|Cystic Fibrosis (CF) is a genetic disease that occurs in about 1 in every 3000 live births of Caucasians (and only 1/17,000 African Amercian infants born) in the United States each year, making it the most common autosomal recessive genetic trait that is life threatening. The gene that causes cystic fibrosis is located on chromosome 7, and a child must inherit one copy of the defective gene from each parent in order to get cystic fibrosis. There are over 700 different gene mutations that can cause cystic fibrosis, with the most common being delta F 508.
The symptoms of cystic fibrosis can include a persistent or chronic cough (usually dry and hacking at first and then becoming productive), recurrent episodes of pneumonia and sinusitis (typically with the bacteria Pseudomonas aeruginosa or Staph. aureus), and nasal polyps. Other symptoms can include a meconium ileus (occurs in 10-15% of newborns with cystic fibrosis), rectal prolapse, poor growth, failure to thrive, jaundice, high blood sugar levels, and children with cystic fibrosis may have a salty taste to their skin when kissed.

Given data »

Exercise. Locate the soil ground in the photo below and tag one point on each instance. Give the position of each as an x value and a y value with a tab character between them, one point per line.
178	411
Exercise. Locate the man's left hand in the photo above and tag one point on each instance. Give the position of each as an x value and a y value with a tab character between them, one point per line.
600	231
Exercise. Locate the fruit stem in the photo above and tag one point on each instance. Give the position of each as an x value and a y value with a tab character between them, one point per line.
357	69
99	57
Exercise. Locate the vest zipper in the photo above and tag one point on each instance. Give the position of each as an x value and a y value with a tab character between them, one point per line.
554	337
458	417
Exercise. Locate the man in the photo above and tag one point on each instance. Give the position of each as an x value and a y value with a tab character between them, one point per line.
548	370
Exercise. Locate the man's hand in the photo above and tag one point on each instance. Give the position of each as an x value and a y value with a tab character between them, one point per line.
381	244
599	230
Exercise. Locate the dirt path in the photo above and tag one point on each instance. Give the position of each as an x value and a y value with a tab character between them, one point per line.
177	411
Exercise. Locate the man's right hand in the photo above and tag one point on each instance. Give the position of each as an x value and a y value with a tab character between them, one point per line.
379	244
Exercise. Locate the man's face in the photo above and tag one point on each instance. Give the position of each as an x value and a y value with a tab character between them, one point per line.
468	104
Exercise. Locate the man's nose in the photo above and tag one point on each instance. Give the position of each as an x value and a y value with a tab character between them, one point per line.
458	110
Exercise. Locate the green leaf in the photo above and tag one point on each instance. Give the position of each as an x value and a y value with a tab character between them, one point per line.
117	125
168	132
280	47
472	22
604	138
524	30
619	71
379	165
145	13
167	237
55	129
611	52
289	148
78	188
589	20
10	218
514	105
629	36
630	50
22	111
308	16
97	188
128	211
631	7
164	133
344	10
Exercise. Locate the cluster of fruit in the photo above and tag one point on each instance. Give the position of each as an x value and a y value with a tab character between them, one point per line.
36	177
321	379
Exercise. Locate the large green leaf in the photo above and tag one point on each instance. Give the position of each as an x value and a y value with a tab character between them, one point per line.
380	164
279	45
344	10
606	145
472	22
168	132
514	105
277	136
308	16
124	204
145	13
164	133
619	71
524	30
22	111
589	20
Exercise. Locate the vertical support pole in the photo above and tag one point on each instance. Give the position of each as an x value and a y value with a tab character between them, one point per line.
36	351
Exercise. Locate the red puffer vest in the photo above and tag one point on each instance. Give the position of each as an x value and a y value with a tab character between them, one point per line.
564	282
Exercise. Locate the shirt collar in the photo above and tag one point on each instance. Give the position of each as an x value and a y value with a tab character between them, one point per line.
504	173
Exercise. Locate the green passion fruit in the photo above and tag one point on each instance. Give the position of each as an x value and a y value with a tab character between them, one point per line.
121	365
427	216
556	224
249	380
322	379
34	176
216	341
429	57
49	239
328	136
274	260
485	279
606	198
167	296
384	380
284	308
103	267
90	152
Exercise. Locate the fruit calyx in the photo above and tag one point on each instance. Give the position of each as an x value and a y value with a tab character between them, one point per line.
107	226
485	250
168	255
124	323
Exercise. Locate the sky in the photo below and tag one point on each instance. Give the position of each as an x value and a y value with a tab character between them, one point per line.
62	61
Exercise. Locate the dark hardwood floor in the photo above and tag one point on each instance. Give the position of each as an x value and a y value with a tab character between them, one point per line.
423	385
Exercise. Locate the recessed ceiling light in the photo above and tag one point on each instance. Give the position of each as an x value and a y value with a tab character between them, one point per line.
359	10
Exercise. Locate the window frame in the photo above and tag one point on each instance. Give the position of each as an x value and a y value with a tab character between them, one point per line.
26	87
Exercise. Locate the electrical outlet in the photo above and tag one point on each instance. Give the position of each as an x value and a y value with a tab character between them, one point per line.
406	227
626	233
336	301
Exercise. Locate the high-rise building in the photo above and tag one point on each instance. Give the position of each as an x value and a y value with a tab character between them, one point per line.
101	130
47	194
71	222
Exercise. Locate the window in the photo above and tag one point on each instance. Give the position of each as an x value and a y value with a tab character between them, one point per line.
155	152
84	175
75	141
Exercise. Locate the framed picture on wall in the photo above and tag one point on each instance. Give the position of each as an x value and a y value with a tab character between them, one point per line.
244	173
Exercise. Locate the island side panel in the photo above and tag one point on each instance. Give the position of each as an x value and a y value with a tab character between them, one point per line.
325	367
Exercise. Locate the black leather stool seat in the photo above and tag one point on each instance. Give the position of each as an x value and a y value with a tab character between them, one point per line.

What to work on »
1. Revise the stretch of the cystic fibrosis text from "The symptoms of" through "skin when kissed.", putting "nasal growths" in place of "nasal polyps".
2. Answer these questions from the cystic fibrosis text.
(a) On which chromosome is the gene that causes cystic fibrosis located?
(b) What is the most common gene mutation that causes cystic fibrosis?
(c) What share of newborns with cystic fibrosis have a meconium ileus?

Task responses »
1.
The symptoms of cystic fibrosis can include a persistent or chronic cough (usually dry and hacking at first and then becoming productive), recurrent episodes of pneumonia and sinusitis (typically with the bacteria Pseudomonas aeruginosa or Staph. aureus), and nasal growths. Other symptoms can include a meconium ileus (occurs in 10-15% of newborns with cystic fibrosis), rectal prolapse, poor growth, failure to thrive, jaundice, high blood sugar levels, and children with cystic fibrosis may have a salty taste to their skin when kissed.

2.
(a) Chromosome 7
(b) Delta F 508
(c) 10-15%